* [TASK DESCRIPTION] Without the pictures, retype exactly the lines from the top of the entries below through the line that contains "Tag every instance of the stubble".

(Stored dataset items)
□ □ □ □ □

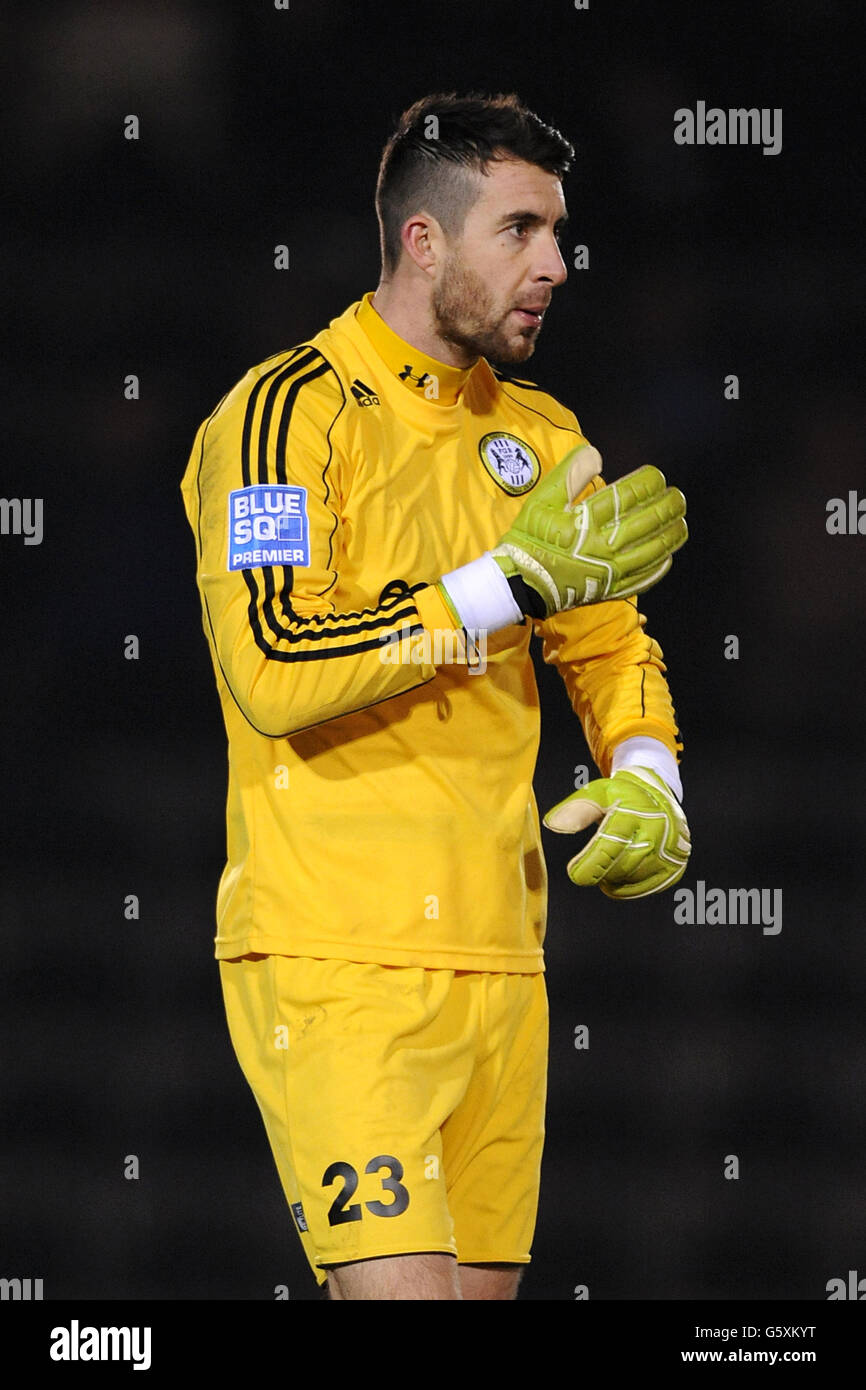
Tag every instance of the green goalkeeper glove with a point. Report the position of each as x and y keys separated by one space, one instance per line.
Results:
x=642 y=843
x=619 y=541
x=560 y=553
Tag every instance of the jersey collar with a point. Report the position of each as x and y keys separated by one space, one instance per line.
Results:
x=424 y=377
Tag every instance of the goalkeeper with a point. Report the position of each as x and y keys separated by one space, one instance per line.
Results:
x=363 y=503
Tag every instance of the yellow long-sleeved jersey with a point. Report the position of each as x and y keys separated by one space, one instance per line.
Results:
x=380 y=795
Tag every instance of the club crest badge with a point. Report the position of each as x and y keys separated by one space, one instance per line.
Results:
x=510 y=462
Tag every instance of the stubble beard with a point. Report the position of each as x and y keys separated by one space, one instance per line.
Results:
x=464 y=317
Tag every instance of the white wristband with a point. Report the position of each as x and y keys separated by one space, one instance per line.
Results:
x=648 y=752
x=481 y=595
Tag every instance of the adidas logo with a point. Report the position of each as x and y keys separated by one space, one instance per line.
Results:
x=364 y=395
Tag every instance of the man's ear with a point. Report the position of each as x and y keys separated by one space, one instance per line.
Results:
x=423 y=239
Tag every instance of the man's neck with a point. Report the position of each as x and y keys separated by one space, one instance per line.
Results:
x=412 y=320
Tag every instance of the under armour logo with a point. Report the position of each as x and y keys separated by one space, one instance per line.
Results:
x=407 y=374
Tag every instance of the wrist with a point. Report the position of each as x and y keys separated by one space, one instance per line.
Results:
x=480 y=595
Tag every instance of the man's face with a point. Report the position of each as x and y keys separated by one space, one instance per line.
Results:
x=495 y=280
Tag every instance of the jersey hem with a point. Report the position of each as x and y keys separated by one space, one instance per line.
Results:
x=512 y=962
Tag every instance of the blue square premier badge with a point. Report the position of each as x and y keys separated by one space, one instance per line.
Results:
x=267 y=524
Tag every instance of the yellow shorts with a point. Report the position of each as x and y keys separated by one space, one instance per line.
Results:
x=405 y=1107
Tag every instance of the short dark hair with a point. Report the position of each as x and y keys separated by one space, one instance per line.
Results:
x=439 y=148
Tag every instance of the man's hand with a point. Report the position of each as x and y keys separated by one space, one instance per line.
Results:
x=642 y=843
x=619 y=541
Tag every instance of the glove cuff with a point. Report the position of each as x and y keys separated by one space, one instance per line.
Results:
x=648 y=752
x=481 y=597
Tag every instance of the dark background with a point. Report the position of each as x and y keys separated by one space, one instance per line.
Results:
x=156 y=257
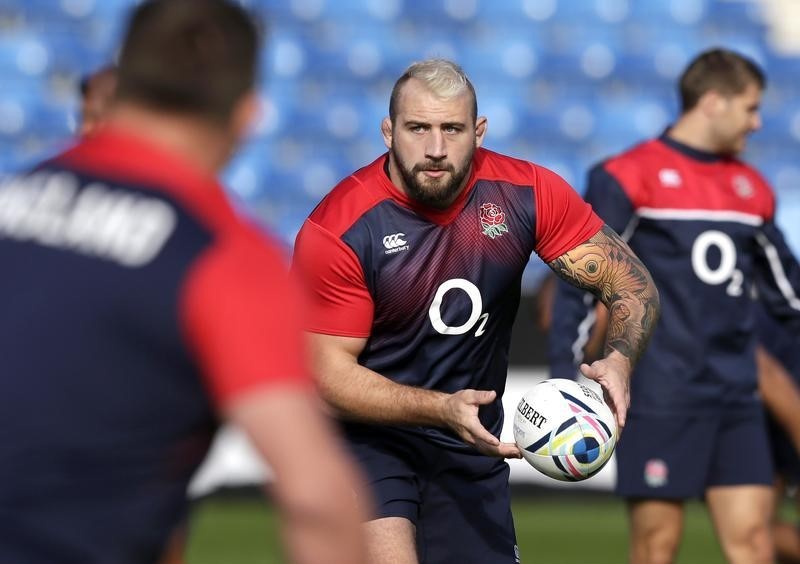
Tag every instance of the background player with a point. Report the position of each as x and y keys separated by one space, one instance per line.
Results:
x=137 y=308
x=702 y=221
x=97 y=92
x=415 y=263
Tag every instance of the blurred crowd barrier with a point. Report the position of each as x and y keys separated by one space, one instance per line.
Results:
x=563 y=83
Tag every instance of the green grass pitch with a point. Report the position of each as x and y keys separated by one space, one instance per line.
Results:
x=552 y=528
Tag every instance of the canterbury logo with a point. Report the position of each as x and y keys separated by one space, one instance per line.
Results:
x=394 y=241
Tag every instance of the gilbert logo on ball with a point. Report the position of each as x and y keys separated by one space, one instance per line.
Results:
x=564 y=429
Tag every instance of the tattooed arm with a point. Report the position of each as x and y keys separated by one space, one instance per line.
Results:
x=605 y=266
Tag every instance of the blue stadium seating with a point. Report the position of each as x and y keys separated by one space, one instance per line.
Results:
x=564 y=83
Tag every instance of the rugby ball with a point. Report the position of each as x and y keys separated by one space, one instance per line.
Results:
x=565 y=430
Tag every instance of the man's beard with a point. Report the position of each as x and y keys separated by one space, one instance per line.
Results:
x=436 y=193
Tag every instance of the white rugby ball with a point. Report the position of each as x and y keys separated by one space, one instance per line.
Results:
x=565 y=430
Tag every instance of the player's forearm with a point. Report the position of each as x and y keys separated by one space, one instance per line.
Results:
x=323 y=520
x=607 y=267
x=780 y=394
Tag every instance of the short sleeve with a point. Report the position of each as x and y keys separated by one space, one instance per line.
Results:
x=242 y=319
x=563 y=219
x=340 y=301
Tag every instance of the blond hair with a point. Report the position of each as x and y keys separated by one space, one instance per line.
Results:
x=444 y=78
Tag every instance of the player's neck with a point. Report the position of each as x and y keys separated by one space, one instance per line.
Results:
x=690 y=131
x=204 y=145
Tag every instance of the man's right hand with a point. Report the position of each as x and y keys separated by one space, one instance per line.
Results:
x=461 y=414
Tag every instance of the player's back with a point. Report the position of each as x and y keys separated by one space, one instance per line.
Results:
x=694 y=223
x=103 y=415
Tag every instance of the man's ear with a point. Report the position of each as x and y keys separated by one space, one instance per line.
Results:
x=386 y=131
x=245 y=114
x=480 y=130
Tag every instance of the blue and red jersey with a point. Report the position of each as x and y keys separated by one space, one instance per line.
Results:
x=435 y=292
x=704 y=227
x=136 y=305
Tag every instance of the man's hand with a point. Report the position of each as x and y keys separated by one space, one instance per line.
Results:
x=461 y=415
x=613 y=374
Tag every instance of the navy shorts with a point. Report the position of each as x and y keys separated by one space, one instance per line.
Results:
x=681 y=456
x=784 y=454
x=459 y=501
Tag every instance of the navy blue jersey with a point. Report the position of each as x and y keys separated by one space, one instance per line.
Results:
x=436 y=292
x=135 y=304
x=779 y=342
x=704 y=227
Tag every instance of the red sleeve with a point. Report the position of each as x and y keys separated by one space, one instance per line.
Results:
x=563 y=219
x=242 y=319
x=340 y=300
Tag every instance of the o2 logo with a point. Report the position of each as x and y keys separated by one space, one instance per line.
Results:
x=726 y=270
x=476 y=316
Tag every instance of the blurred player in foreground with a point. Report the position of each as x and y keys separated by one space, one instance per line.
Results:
x=779 y=383
x=703 y=223
x=137 y=309
x=97 y=92
x=415 y=262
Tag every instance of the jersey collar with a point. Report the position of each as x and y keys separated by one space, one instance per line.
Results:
x=691 y=152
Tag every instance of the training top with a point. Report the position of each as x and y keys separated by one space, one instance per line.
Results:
x=704 y=227
x=135 y=305
x=435 y=292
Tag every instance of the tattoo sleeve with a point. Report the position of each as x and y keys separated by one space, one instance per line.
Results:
x=605 y=266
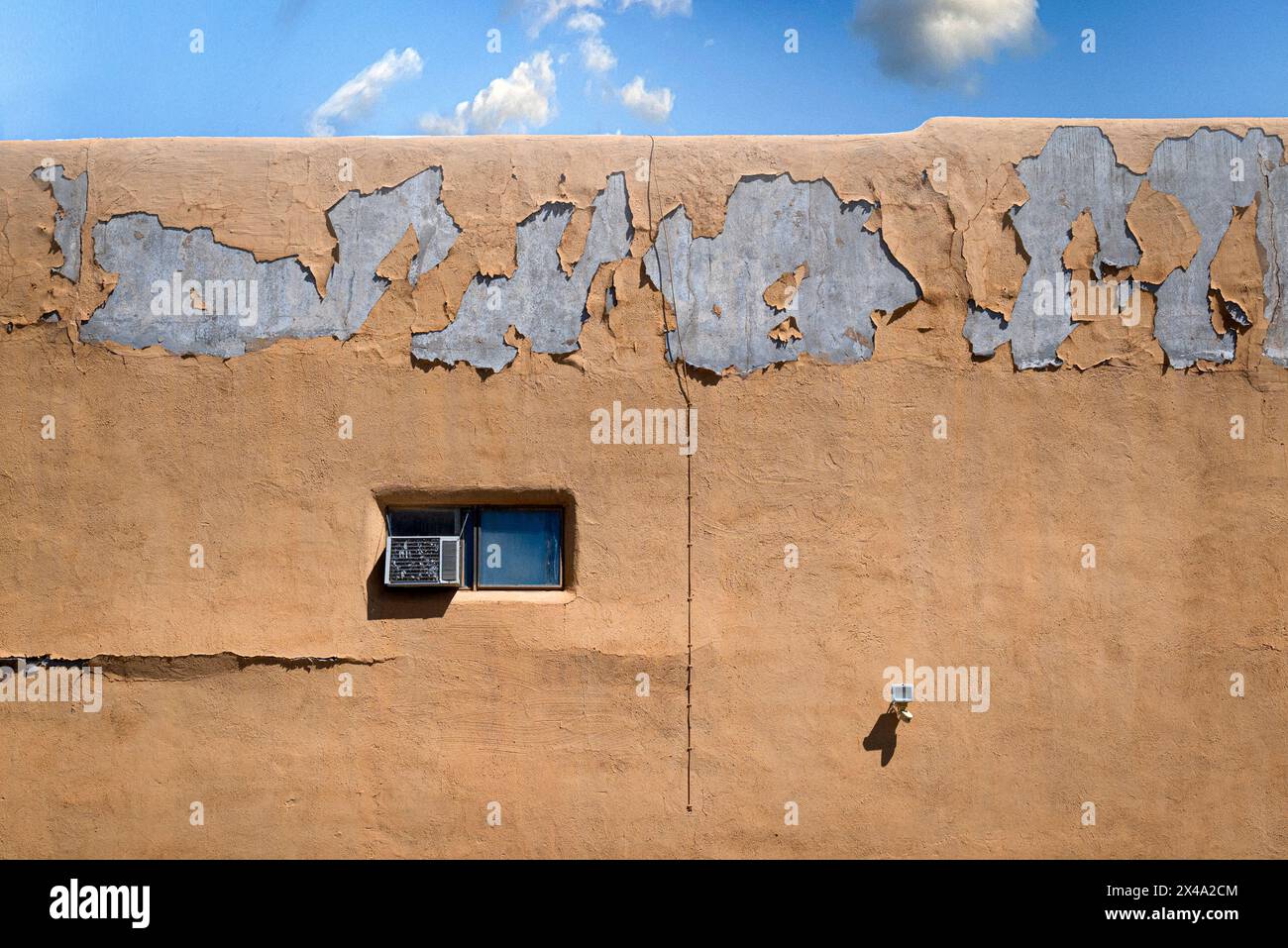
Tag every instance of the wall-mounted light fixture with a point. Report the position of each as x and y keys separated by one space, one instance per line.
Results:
x=901 y=695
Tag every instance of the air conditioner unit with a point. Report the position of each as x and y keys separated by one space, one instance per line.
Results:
x=415 y=561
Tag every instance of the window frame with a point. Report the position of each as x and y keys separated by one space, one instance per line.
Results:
x=469 y=522
x=478 y=545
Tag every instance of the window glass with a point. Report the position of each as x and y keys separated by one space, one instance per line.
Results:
x=519 y=546
x=420 y=522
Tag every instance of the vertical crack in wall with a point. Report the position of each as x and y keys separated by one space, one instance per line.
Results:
x=541 y=300
x=773 y=227
x=193 y=295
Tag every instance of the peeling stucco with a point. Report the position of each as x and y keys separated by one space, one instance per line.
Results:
x=777 y=232
x=1076 y=171
x=71 y=196
x=540 y=300
x=191 y=294
x=1211 y=172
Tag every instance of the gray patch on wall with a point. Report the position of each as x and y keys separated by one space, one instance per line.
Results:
x=540 y=300
x=193 y=295
x=71 y=194
x=1076 y=170
x=1211 y=172
x=1276 y=277
x=716 y=285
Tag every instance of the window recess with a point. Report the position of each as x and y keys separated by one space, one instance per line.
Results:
x=492 y=548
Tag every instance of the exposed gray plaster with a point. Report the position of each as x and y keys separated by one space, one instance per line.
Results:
x=71 y=194
x=1274 y=217
x=233 y=299
x=540 y=300
x=1076 y=170
x=1211 y=172
x=716 y=285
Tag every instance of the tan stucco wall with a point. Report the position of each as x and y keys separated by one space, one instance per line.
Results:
x=1109 y=685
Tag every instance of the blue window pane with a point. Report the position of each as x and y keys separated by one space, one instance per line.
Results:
x=519 y=548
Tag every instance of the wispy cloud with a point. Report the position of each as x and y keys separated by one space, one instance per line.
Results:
x=652 y=106
x=930 y=42
x=523 y=99
x=542 y=13
x=357 y=97
x=661 y=8
x=596 y=55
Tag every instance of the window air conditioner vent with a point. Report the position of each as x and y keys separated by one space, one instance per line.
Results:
x=423 y=562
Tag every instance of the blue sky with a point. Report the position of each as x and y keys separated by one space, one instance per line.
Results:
x=75 y=68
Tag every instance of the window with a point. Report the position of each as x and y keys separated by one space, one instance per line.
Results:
x=519 y=548
x=476 y=546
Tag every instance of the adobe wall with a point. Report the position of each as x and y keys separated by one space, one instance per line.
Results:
x=827 y=305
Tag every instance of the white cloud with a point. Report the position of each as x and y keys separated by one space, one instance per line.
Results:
x=652 y=106
x=596 y=55
x=931 y=40
x=587 y=22
x=542 y=13
x=356 y=97
x=523 y=99
x=661 y=8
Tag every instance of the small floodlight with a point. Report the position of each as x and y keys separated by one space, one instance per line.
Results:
x=901 y=695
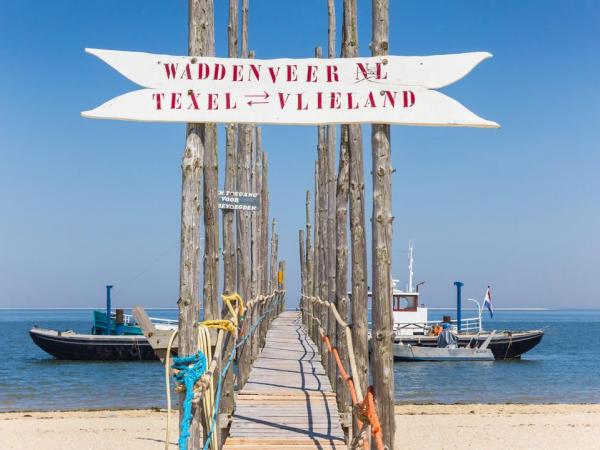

□ □ □ □ □

* [YOUR RESPONSE]
Tag every instance of the green goalkeeper glove with a point. Report the position of each as x and y keys separated by one space, one instance per line.
Results:
x=642 y=843
x=619 y=541
x=560 y=553
Tag every instance of the jersey collar with a point. Report the position of each as x and y keys separated by one space, one instance per line.
Results:
x=424 y=377
Tag every instance of the goalkeeper with a point. Report the position of each as x and y keys separated by one space, one instance per line.
Results:
x=363 y=503
Tag every instance of the yellow long-sleeved jersey with a point. Report the position of each as x and y keys separated by one space, one instance per line.
Results:
x=380 y=795
Tag every instance of the club crest badge with a point. Report the position of each as x and y keys separated by one space, one instance per line.
Results:
x=510 y=462
Tag every instance of the stubble beard with a point. Report the position of each as x and y keys separated by one space, one instance per line.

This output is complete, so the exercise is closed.